[BLOQUE DE TEXTO]:
☆ ☆ ☆

Isaías le ofrece un signo: el nacimiento de un niño, encarnación de la benevolencia de Dios, de su presencia salvadora -Enmanuel- Dios con nosotros.
El niño pudo ser históricamente el mismo hijo del rey, próximo a nacer. Pero en el contexto profético designa ya al Mesías. Y con él -como parte integrante del mismo signo- se asocia la madre.
El niño es puro don de Dios, fruto de la fe. aquella maternidad se entenderá pronto dentro de las maternidades prodigiosas del AT.
El escéptico Acaz debió sonreír ante una respuesta divina para solucionar los problemas humanos. El profeta, indignado, se torna amenazador. "Si no tenéis fe, no subsistiréis". Israel era un pueblo teocrático. El rey era simplemente el representante de Dios. Debía actuar siempre en dependencia de él, debía creer.
Acaz no está dispuesto a cambiar su política de pacto con Asiria y lleno de hipocresía rechaza el signo. Isaías no aguanta más. Y reprochando su conducta hace este maravilloso anuncio de que la fidelidad y garantía de Dios estará siempre con el pueblo que se fía de él.
"El Señor mismo os dará la señal: He aquí que la Virgen grávida da a luz, y le llama Emmanuel" (Is 7, 14). La gran señal del amor y del poder divinos; el gran prodigio de todos los tiempos. Una doncella, una muchacha virgen, concibe en sus entrañas sin intervención de varón al Verbo de Dios, a Dios mismo que baja a la tierra para ser hombre, un niño pequeño y frágil que nace en el silencio de la media noche. Y el nombre del Niño será Emmanuel, Dios-con-nosotros. El nombre para un semita indica lo que se es. Por eso Jesús es Dios-con-nosotros. Dios que viene a la tierra para llenarla de amor y de esperanza, de alegría y de paz. Dios que viene a sacarnos de nuestra miseria, de nuestro triste egoísmo.

☆ ☆ ☆

[LAS TAREAS]:
[A] Según el texto sobre el signo de Isaías, ¿qué indica el nombre para un semita?
[B] Indica si cada afirmación coincide con el texto sobre el signo de Isaías: (i) Acaz rechaza el signo; (ii) Acaz está dispuesto a cambiar su política de pacto con Asiria; (iii) el rey era el representante de Dios. Responde sí o no y cita las palabras del texto que lo deciden.
[C] Reproduce sin cambios el pasaje del texto sobre el signo de Isaías empezando por "Acaz no está" y siguiendo hasta "se fía de él.".

[EXTRACTOS DE REGISTROS]:

☆ ☆ ☆

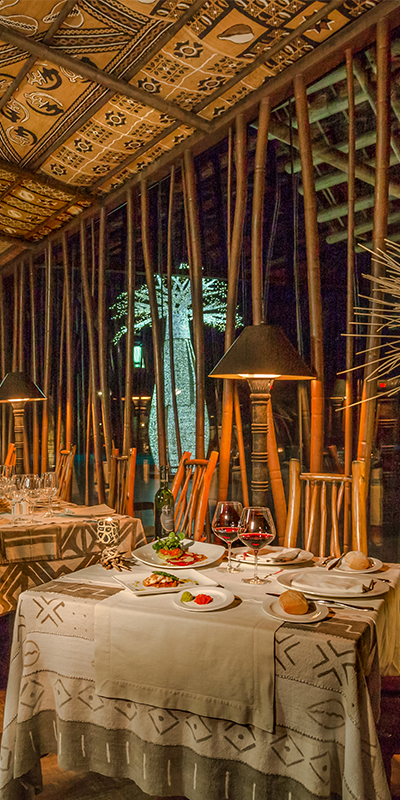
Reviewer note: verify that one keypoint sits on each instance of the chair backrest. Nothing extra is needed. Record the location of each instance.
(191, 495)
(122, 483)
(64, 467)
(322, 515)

☆ ☆ ☆

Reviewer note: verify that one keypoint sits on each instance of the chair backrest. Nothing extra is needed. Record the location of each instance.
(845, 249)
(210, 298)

☆ ☆ ☆

[RESULTADOS]:
[A] Indica lo que se es.

[B]
(i) Sí: "lleno de hipocresía rechaza el signo".
(ii) No: "Acaz no está dispuesto a cambiar su política de pacto con Asiria".
(iii) Sí: "El rey era simplemente el representante de Dios".

[C]
Acaz no está dispuesto a cambiar su política de pacto con Asiria y lleno de hipocresía rechaza el signo. Isaías no aguanta más. Y reprochando su conducta hace este maravilloso anuncio de que la fidelidad y garantía de Dios estará siempre con el pueblo que se fía de él.